**Objective 1:** Copy the listing from the line with "Draw the outline of every instance of the black boot." up to and including the line with "M291 645L312 648L320", keeping every line as it is. Leave the pictures out.

**Provided passage:**
Define your own processing container and install related dependencies.

Below, you talk through how to create a processing container, and how to use a `ScriptProcessor` to run your own code within a container. Create a container support data preprocessing, feature engineering and model evaluation. 

In [4]:
# create a subfolder for docker 
!mkdir docker

Below is the Dockerfile to create processing container. Install PyAthena, pandas and GeoPandas into it. You can install your own dependencies.

In [5]:
%%writefile docker/Dockerfile

FROM python:3.7-slim-buster
    
RUN pip install PyAthena[Pandas] geopandas scikit-learn
ENV PYTHONUNBUFFERED=TRUE

ENTRYPOINT ["python3"]

Writing docker/Dockerfile


This block of code buils the container using the docker command, creates an Amazon Elastic Container Registry (Amazon ECR) repository, and pushes the image to Amazon ECR

In [6]:
import boto3

account_id = boto3.client('sts').get_caller_identity().get('Account')

**Exercise data:**
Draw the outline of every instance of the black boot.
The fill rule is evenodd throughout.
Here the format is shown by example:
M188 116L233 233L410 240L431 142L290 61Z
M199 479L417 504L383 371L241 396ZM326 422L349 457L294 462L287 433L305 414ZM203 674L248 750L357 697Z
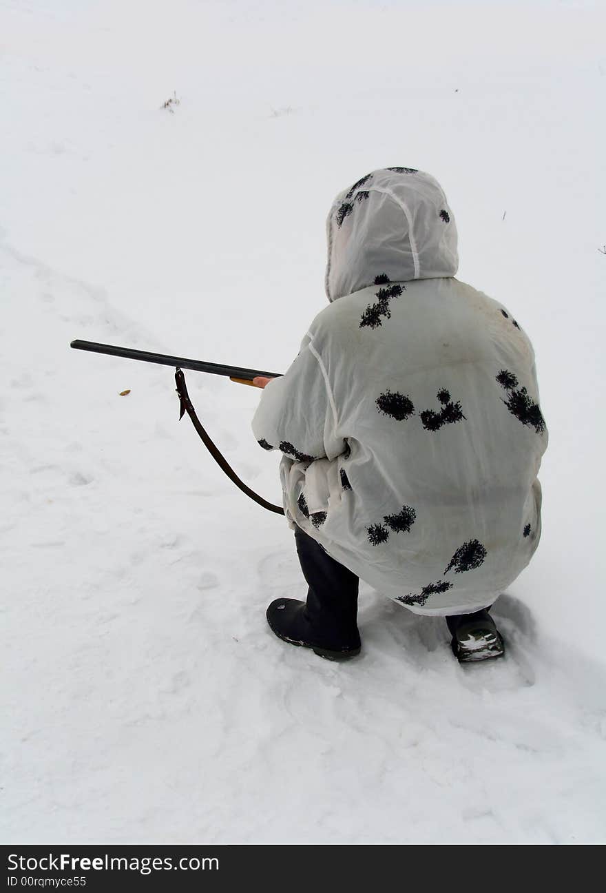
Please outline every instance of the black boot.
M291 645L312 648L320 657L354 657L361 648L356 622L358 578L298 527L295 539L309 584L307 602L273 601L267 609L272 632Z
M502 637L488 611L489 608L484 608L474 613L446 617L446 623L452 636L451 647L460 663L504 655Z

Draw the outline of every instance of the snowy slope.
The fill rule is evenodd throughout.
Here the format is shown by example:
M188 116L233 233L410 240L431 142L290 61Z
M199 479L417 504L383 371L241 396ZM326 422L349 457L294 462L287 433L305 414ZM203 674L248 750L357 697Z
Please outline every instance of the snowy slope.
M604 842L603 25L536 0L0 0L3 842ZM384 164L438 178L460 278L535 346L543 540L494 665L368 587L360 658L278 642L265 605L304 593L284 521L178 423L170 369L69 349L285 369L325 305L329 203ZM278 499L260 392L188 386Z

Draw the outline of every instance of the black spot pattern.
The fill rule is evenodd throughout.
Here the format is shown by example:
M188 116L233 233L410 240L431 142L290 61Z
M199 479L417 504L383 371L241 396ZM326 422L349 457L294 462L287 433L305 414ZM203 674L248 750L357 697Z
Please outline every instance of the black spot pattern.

---

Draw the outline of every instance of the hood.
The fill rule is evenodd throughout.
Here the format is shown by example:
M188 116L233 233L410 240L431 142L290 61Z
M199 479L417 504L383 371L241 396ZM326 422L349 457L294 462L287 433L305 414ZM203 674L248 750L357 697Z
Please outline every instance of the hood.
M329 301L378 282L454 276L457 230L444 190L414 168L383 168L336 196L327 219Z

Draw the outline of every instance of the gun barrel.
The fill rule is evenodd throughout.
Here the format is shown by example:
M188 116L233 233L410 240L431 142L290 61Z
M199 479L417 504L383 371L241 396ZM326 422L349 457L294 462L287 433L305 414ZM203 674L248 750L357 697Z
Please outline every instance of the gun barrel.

**Objective 2:** Reproduce the entire text on defining a custom processing container word for word.

**Expected output 1:**
Draw the outline of every instance of the black boot.
The fill rule is evenodd throughout.
Here the format is shown by example:
M188 116L233 233L410 240L431 142L290 61Z
M199 479L417 504L383 371L241 396ZM326 422L349 457L294 462L287 433L305 414ZM203 674L248 750L357 697Z
Please outline every instance of the black boot.
M291 645L312 648L320 657L354 657L361 648L356 622L358 578L298 527L295 539L309 584L307 602L273 601L267 609L272 632Z

**Expected output 2:**
Define your own processing container and install related dependencies.

Below, you talk through how to create a processing container, and how to use a `ScriptProcessor` to run your own code within a container. Create a container support data preprocessing, feature engineering and model evaluation. 

In [4]:
# create a subfolder for docker 
!mkdir docker

Below is the Dockerfile to create processing container. Install PyAthena, pandas and GeoPandas into it. You can install your own dependencies.

In [5]:
%%writefile docker/Dockerfile

FROM python:3.7-slim-buster
    
RUN pip install PyAthena[Pandas] geopandas scikit-learn
ENV PYTHONUNBUFFERED=TRUE

ENTRYPOINT ["python3"]

Writing docker/Dockerfile


This block of code buils the container using the docker command, creates an Amazon Elastic Container Registry (Amazon ECR) repository, and pushes the image to Amazon ECR

In [6]:
import boto3

account_id = boto3.client('sts').get_caller_identity().get('Account')